══ Data rows ══

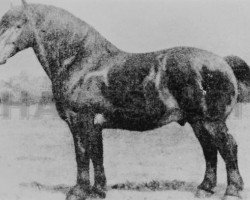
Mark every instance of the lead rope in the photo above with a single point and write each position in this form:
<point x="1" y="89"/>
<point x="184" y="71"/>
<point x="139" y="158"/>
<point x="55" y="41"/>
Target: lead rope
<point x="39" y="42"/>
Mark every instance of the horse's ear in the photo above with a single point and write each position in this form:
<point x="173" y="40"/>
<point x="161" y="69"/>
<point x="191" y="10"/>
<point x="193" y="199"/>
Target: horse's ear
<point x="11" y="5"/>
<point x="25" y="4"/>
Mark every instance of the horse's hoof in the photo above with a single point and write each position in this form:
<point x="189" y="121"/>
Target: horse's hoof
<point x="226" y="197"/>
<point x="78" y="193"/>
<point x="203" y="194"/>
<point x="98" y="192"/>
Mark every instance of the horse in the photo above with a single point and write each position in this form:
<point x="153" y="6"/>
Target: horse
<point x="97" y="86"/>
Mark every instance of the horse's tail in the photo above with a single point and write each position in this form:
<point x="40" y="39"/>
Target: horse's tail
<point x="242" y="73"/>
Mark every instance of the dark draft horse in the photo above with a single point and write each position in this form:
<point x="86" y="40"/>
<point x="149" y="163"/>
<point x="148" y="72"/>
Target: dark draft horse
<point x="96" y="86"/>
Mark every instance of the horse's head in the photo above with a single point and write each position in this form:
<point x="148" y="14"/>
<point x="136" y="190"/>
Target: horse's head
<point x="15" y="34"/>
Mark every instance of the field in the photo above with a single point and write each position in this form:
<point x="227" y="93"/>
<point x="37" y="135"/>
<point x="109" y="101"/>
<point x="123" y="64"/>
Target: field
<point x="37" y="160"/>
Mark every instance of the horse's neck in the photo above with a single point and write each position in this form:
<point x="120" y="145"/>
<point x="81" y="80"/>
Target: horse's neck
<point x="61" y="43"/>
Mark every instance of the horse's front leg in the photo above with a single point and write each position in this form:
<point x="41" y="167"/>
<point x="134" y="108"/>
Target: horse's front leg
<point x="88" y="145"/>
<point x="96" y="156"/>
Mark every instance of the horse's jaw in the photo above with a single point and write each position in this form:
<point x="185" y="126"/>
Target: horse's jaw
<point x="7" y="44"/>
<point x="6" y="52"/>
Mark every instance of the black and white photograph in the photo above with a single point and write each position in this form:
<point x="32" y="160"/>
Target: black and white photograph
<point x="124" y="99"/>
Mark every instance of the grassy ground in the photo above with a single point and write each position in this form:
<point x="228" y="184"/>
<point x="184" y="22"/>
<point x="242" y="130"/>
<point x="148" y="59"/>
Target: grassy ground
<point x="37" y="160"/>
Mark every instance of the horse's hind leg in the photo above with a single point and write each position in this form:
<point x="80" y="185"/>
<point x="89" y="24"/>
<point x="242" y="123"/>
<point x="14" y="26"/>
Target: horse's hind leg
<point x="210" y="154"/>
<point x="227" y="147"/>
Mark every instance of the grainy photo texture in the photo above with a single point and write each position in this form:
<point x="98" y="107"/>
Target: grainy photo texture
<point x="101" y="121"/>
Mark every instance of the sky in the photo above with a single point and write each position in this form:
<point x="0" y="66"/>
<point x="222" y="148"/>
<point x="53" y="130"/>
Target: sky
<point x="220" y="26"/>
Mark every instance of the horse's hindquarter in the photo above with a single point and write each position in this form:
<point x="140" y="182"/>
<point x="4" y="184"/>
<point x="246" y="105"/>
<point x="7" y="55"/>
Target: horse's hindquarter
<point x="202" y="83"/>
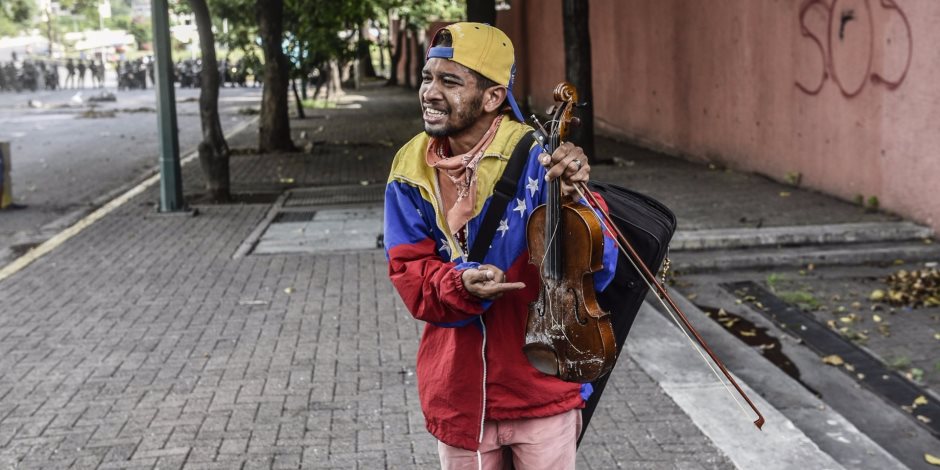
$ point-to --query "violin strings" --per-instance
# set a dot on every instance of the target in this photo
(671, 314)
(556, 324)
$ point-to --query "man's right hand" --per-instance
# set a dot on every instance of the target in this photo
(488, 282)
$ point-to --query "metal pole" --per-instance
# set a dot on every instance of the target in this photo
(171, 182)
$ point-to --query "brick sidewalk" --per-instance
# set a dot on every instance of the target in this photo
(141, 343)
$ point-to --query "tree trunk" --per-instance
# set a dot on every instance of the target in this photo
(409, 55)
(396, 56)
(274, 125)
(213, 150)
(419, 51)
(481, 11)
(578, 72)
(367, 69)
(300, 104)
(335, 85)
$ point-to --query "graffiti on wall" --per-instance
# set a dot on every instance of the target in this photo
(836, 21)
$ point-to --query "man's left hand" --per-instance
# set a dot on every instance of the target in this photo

═══

Leave out the pictures and output every record above precisely as given.

#### [Correct answer]
Mark every instance of the lead rope in the photo above with a single point and write each position in this form:
<point x="1" y="89"/>
<point x="184" y="71"/>
<point x="139" y="158"/>
<point x="55" y="41"/>
Target: lead rope
<point x="39" y="42"/>
Mark every instance of the horse's ear in the photo above with a single point and write each position in this form:
<point x="173" y="40"/>
<point x="161" y="69"/>
<point x="191" y="10"/>
<point x="193" y="199"/>
Target: horse's ear
<point x="11" y="5"/>
<point x="25" y="4"/>
Mark every instance of the horse's hoof in the photo above with a single point and write each position in this form:
<point x="189" y="121"/>
Target: horse's hoof
<point x="226" y="197"/>
<point x="78" y="193"/>
<point x="203" y="194"/>
<point x="98" y="192"/>
Mark every instance of the horse in the photo above with a single point and write each position in this form:
<point x="153" y="6"/>
Target: horse
<point x="97" y="86"/>
Mark every instance of the horse's tail in the photo above with a single point and write each position in this form:
<point x="40" y="39"/>
Target: horse's tail
<point x="242" y="73"/>
Mark every instance of the dark draft horse in the photo above with a single point and write each position in this form:
<point x="86" y="40"/>
<point x="149" y="163"/>
<point x="148" y="72"/>
Target: dark draft horse
<point x="96" y="86"/>
Mark every instance of the horse's head in the photo above with a single point and write each position in this form:
<point x="148" y="14"/>
<point x="136" y="190"/>
Target: horse's head
<point x="15" y="34"/>
Mark every instance of the field in the photo above with a single point and write each position in this form:
<point x="227" y="93"/>
<point x="37" y="135"/>
<point x="109" y="101"/>
<point x="123" y="64"/>
Target: field
<point x="37" y="160"/>
Mark every instance of the horse's neck in the photo above with a single point and write each position in this form:
<point x="120" y="145"/>
<point x="81" y="80"/>
Target: horse's neck
<point x="61" y="43"/>
Mark every instance of the horse's front leg in the photo above with a single point and write each position in this form:
<point x="41" y="167"/>
<point x="134" y="108"/>
Target: horse's front leg
<point x="88" y="145"/>
<point x="96" y="156"/>
Mark every instance of the horse's jaw in the photo above with a single point and write each position in this form:
<point x="185" y="126"/>
Target: horse's jaw
<point x="7" y="44"/>
<point x="6" y="52"/>
Mark every instance of the black and white photograph in the photo above with a single point and write each position in this form:
<point x="32" y="160"/>
Target: black and white photograph
<point x="124" y="99"/>
Mark every instance of the grassy ground in the photo above with a single point and write each position in this form:
<point x="228" y="184"/>
<point x="184" y="22"/>
<point x="242" y="130"/>
<point x="148" y="59"/>
Target: grassy ground
<point x="37" y="160"/>
Mark every instance of the horse's hind leg in the photo above with a single point and write each position in this form:
<point x="80" y="185"/>
<point x="89" y="24"/>
<point x="242" y="123"/>
<point x="14" y="26"/>
Target: horse's hind leg
<point x="210" y="154"/>
<point x="227" y="147"/>
Mark every instance of the grainy photo texture in the photo above with a single point and write each position in this form:
<point x="98" y="107"/>
Target: grainy photo texture
<point x="101" y="121"/>
Mark every instance of the sky in the photo above with a single point and write each position in this form:
<point x="0" y="66"/>
<point x="222" y="148"/>
<point x="53" y="130"/>
Target: sky
<point x="220" y="26"/>
Mark every instance of the horse's hindquarter in the photo above with a single point and write each position in this form:
<point x="140" y="182"/>
<point x="4" y="184"/>
<point x="246" y="105"/>
<point x="7" y="55"/>
Target: horse's hindquarter
<point x="202" y="83"/>
$ point-to --query "violin strings" --per-instance
# set a dot on every instance of the target in this photo
(671, 314)
(556, 324)
$ point-to --query "man's right hand" --per-instance
# set a dot on every instance of the target in this photo
(488, 282)
$ point-to --query "metal pole" --per-instance
# set a dot on every instance of the target in this photo
(171, 182)
$ point-to --query "brick sidewalk" --per-instance
# set a dot on every instance of the target in this photo
(141, 343)
$ point-to --query "tree trunk" --per-instance
# set a dot on every instance of the target in this photo
(409, 55)
(396, 56)
(274, 125)
(213, 150)
(419, 51)
(481, 11)
(578, 72)
(367, 69)
(300, 104)
(335, 85)
$ point-to --query "graffiti on wall" --per-instance
# set a dot on every instance of the target in this photo
(836, 21)
$ point-to --query "man's left hand" --per-instance
# set a dot on every instance of the target in this photo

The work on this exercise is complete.